▸ **Data**
===============

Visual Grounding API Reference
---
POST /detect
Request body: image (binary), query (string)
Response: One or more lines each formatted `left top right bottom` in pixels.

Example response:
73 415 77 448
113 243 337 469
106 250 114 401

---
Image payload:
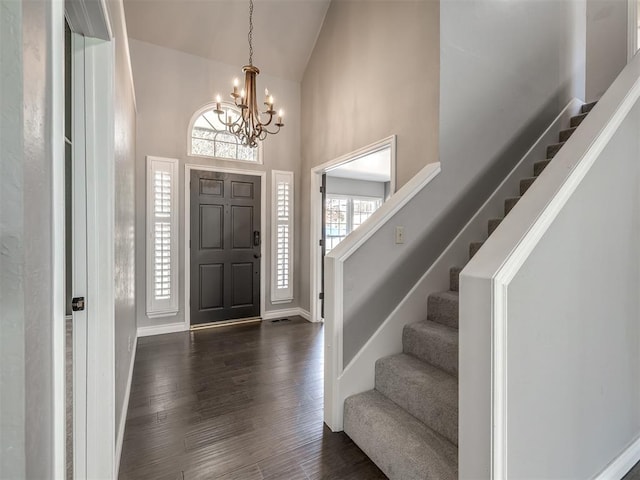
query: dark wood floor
118 317 386 480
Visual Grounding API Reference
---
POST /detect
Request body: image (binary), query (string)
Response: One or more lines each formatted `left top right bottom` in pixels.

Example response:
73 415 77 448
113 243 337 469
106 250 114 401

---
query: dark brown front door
190 170 261 325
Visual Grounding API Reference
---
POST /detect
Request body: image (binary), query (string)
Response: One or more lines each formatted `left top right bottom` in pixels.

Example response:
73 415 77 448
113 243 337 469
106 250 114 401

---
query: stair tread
570 112 588 127
429 290 459 302
376 353 458 445
403 320 458 377
344 389 458 480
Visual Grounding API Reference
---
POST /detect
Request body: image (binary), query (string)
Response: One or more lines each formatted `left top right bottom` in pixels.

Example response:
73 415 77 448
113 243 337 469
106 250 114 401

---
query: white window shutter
146 156 179 318
271 170 294 303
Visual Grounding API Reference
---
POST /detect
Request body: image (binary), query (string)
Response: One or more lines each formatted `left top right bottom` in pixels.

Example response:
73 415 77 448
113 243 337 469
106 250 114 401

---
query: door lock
72 297 85 312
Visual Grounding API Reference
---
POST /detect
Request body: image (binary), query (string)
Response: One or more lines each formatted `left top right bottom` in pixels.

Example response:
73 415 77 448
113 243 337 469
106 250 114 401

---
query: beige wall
130 39 302 329
586 0 628 101
300 0 440 311
105 0 138 442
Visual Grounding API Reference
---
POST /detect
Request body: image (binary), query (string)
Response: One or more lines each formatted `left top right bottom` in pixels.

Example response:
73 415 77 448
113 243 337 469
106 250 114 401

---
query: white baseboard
137 322 187 338
114 337 137 478
262 307 312 322
594 435 640 479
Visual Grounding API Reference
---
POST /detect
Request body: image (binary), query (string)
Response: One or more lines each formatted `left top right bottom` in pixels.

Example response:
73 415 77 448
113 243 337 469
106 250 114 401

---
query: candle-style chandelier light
214 0 284 148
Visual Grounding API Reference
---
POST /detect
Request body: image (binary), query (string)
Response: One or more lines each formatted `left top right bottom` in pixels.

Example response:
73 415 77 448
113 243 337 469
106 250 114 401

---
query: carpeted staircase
343 101 597 480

===============

▸ **Assigned task**
Exclude the images and copy every record above exactly.

▸ **Task result**
Visual Grounding API Reference
---
POST /detect
Request body: image (binary), query (string)
Response: One or more lines each formatted `left top right bottom` in pixels.

Example response:
73 415 77 448
113 243 337 469
106 250 114 401

---
Image payload:
query: dark wood floor
118 317 386 480
Visual Grounding API Reference
---
POST /detect
Request body: image (binary), query (string)
Response: One or more lines each formatted `left top right bottom` in pixels.

Example response:
73 415 77 448
113 243 337 469
106 250 114 401

---
query: dark brown front door
190 170 261 325
Visual Grounding API Reference
---
POST /detect
Request body: image (binary), query (string)
Response: One or more lines each formatted `left top right bottom` in pixels.

Example response:
73 415 77 448
113 243 337 469
106 250 114 401

---
query: stair tread
570 112 588 127
429 290 459 302
376 353 458 445
403 320 458 377
344 389 458 480
Visual Grounding API Reference
---
POST /detect
Request body: image (binary), query (string)
Response: One or more lines each formatted `left top right bottom` in pixels.

Example response:
73 415 77 448
113 243 337 469
106 250 114 401

---
query: white window shutter
146 156 179 318
271 170 294 303
Visual Grounding API Reference
---
POST /detect
Request body: image (binary), query (string)
Response: One or more lines each formatted `left top right bottom` in pixels.

Example response:
73 415 77 448
113 243 337 469
106 250 114 401

---
query: door lock
72 297 85 312
Visual Grounding API Reference
---
POST /detect
Request body: image (binary), query (string)
Response: One or more lines each formatted `left top right bottom` in pixels.

Example response:
73 415 77 448
113 243 337 469
106 250 114 401

---
query: beige wall
130 39 302 329
586 0 628 101
300 0 440 311
105 0 138 442
Visual Grounding API Reference
---
POST /detect
Request body: image (binary), query (string)
Response: One or more lines each formatted `left top right bottom` in pixels.

Example response:
73 415 77 448
113 243 337 469
106 250 114 401

---
query: white baseboard
137 322 187 338
114 337 137 478
262 307 312 322
594 435 640 479
Visual Grounding API Reference
---
POST /detect
Request body: image (binary), query (string)
Response: One or more lines each formatted `left top right bottom` in pixels.

Example response:
73 415 77 448
113 243 337 469
106 250 114 401

---
query: candle-style chandelier light
214 0 284 148
Visual Grounding API Reference
---
POST /detect
Request body: image (binary), query (string)
Response: One or more lines each formatted `left top right bottom` in pixels.

Example response:
73 415 77 448
113 243 337 469
106 250 114 401

---
query: carpeted staircase
343 101 597 480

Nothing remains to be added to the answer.